======== Supplied data

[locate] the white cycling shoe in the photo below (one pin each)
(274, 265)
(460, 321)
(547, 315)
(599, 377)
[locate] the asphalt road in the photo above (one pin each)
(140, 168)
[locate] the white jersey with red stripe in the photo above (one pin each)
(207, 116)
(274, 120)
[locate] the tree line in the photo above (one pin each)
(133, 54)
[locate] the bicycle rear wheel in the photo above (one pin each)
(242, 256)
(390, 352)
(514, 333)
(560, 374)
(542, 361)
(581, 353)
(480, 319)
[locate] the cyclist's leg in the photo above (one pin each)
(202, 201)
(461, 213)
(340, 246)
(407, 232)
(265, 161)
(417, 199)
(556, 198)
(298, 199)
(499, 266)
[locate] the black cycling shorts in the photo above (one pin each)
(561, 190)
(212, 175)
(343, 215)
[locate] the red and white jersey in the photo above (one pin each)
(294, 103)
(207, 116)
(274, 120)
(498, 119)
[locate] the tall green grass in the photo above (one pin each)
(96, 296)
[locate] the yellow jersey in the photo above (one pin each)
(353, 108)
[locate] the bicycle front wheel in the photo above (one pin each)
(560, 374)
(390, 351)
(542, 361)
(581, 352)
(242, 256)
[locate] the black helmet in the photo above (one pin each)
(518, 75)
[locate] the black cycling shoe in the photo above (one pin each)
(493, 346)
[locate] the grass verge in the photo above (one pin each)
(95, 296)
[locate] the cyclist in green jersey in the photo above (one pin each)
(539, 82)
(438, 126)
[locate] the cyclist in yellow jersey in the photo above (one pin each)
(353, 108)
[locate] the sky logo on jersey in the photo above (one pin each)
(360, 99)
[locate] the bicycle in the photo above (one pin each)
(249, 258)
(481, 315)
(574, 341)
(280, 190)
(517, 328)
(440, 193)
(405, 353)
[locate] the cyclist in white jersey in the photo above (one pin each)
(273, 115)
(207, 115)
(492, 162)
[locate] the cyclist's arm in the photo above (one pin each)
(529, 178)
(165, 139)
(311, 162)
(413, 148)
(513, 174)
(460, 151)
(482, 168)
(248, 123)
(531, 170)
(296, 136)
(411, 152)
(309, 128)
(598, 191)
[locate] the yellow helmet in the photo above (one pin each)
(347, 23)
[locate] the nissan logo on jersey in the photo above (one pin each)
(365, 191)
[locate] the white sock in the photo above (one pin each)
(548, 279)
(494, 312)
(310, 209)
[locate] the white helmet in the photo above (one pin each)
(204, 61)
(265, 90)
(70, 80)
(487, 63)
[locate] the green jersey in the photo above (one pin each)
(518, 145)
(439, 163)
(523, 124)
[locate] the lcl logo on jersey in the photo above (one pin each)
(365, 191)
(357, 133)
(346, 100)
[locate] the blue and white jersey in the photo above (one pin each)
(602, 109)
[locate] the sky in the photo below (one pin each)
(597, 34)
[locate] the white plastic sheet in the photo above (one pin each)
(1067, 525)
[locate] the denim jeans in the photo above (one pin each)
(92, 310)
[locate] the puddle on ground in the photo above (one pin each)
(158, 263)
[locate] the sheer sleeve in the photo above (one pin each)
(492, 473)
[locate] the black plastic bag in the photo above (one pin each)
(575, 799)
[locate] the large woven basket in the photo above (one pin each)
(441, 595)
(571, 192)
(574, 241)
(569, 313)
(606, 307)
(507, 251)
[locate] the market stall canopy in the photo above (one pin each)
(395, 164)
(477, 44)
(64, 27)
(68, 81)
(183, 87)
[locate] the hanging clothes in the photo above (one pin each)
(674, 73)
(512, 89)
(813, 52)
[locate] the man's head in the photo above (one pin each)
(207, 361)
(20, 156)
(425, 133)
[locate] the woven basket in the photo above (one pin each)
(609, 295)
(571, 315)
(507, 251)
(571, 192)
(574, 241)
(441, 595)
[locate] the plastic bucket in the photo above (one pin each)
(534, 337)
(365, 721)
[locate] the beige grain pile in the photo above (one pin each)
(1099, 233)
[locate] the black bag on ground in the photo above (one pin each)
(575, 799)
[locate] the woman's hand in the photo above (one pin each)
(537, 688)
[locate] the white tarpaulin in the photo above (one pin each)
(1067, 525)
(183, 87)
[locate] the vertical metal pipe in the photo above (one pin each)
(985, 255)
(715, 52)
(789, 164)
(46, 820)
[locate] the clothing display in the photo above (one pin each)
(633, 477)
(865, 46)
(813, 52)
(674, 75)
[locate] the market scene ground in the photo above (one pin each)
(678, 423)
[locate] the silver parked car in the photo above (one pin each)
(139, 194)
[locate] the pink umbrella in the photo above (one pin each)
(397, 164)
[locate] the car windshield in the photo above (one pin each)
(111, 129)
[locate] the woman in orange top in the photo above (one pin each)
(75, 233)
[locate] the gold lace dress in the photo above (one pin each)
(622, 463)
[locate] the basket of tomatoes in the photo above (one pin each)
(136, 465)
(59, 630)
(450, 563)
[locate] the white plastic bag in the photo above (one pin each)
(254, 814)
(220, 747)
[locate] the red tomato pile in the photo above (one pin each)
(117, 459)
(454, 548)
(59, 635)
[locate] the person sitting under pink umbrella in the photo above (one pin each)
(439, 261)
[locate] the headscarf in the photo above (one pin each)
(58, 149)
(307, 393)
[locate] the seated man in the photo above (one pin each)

================

■ **What to do**
All of the entries above need to be retyped exactly.

■ **Answer for this exercise**
[locate] the white cycling shoe in the photo below (one pin each)
(274, 265)
(460, 321)
(547, 315)
(599, 377)
[locate] the asphalt road in the photo above (one pin each)
(140, 168)
[locate] the white jersey with red stripe in the photo above (one pin each)
(207, 116)
(274, 120)
[locate] the tree line in the photo above (one pin each)
(133, 54)
[locate] the bicycle rear wheel in the photo above (one pin each)
(242, 256)
(390, 352)
(514, 333)
(560, 374)
(542, 361)
(581, 353)
(480, 319)
[locate] the cyclist's leg in the photo above (one pin each)
(202, 201)
(461, 213)
(340, 246)
(407, 232)
(265, 161)
(417, 199)
(556, 198)
(298, 199)
(499, 266)
[locate] the black cycling shorts in the photo above (one pin each)
(561, 190)
(212, 175)
(343, 215)
[locate] the red and white jersey in the photo above (one pin each)
(294, 103)
(207, 116)
(274, 120)
(498, 119)
[locate] the tall green grass in the photo above (one pin each)
(96, 296)
[locate] the yellow jersey in the photo above (one pin each)
(353, 108)
[locate] the bicycle front wheel in the photo above (one pin each)
(560, 374)
(390, 351)
(542, 361)
(581, 352)
(242, 256)
[locate] the black helmet in the photo above (one pin each)
(518, 75)
[locate] the black cycling shoe in the photo above (one pin each)
(493, 346)
[locate] the grass verge in the photo above (one pin each)
(95, 296)
[locate] the cyclist in green jersey in the photo above (one pin each)
(539, 82)
(438, 126)
[locate] the cyclist in yellow jersey in the photo above (one pin each)
(353, 108)
[locate] the sky logo on jersey in the photo above (one pin each)
(360, 99)
[locate] the bicycle in the photo above (one pin each)
(249, 258)
(481, 315)
(574, 341)
(280, 190)
(517, 328)
(440, 193)
(405, 353)
[locate] the cyclist in white jersey in the photo above (one pin each)
(273, 115)
(207, 115)
(492, 162)
[locate] the cyclist's arm in the photo above (one pin each)
(529, 178)
(165, 139)
(311, 162)
(413, 148)
(513, 174)
(460, 151)
(482, 168)
(248, 123)
(531, 170)
(296, 136)
(411, 152)
(309, 128)
(598, 191)
[locate] the yellow helmet in the photo above (one pin each)
(347, 23)
[locate] the nissan logo on jersey in the photo above (one pin each)
(365, 191)
[locate] the white sock in the photo above (one pin each)
(548, 279)
(494, 312)
(310, 209)
[locate] the white helmet in the photo above (one pin each)
(204, 61)
(265, 90)
(70, 80)
(487, 63)
[locate] the green jersey in the photo above (one pin each)
(518, 145)
(439, 163)
(523, 124)
[locate] the lcl logo on jersey in the photo above (one pin each)
(365, 191)
(357, 133)
(346, 100)
[locate] the blue and white jersey in the photo above (one pin each)
(602, 109)
[locate] the sky in the photo below (one pin each)
(597, 34)
[locate] the white plastic sheet in the photo above (one pin each)
(1067, 525)
[locate] the denim jeans in the photo above (one pin each)
(92, 310)
[locate] the puddle on ground in the photo above (one pin each)
(158, 263)
[locate] the sheer sleeve in the photo above (one pin each)
(492, 473)
[locate] the black plastic bag in the photo above (one pin each)
(575, 799)
[locate] the large woven basket in the photo above (one pin each)
(441, 595)
(571, 192)
(574, 241)
(569, 313)
(606, 307)
(507, 251)
[locate] the market stall canopy in the photo above (one pin each)
(395, 164)
(477, 44)
(64, 27)
(68, 81)
(183, 87)
[locate] the hanging clothes in the photo above (one pin each)
(674, 73)
(512, 89)
(813, 52)
[locate] the man's head in the photo above (one pin each)
(207, 361)
(20, 156)
(425, 133)
[locate] the woven basket in the photo above (one pin each)
(609, 295)
(571, 315)
(507, 251)
(571, 192)
(574, 241)
(441, 595)
[locate] the plastic bucket in the photo above (one pin each)
(534, 337)
(365, 721)
[locate] the beige grain pile in the photo above (one pin each)
(1099, 233)
[locate] the black bag on ground in the photo above (one pin each)
(575, 799)
[locate] the woman's hand in the photo above (one pin each)
(537, 688)
[locate] the white tarpaulin in the photo above (one pin each)
(1067, 525)
(183, 87)
[locate] the vertical metal pipe in the photo above (one pin each)
(985, 255)
(715, 52)
(789, 164)
(46, 820)
[locate] the clothing display in the photo above (one pin each)
(633, 477)
(865, 46)
(813, 52)
(674, 75)
[locate] the market scene ground in the photo above (one pin each)
(678, 423)
[locate] the silver parked car in the photo above (one pin each)
(139, 194)
[locate] the pink umbrella in the photo above (one pin each)
(397, 164)
[locate] the car windshield in the photo above (one pin each)
(111, 129)
[locate] the woman in orange top in the photo above (one pin each)
(75, 233)
[locate] the gold lace dress in the photo above (one pin each)
(622, 463)
[locate] the basket of tomatoes in the photo above (one pin each)
(136, 465)
(59, 630)
(450, 563)
[locate] the white plastic bag in the photo above (one pin each)
(254, 814)
(220, 747)
[locate] the red tomato pile in the photo above (one pin each)
(117, 459)
(454, 548)
(59, 635)
[locate] the person sitting under pink umbrella in the photo above (one pin each)
(439, 261)
[locate] the headscarf in the photo above (one pin each)
(58, 149)
(307, 393)
[locate] the seated man in the photo above (one pin each)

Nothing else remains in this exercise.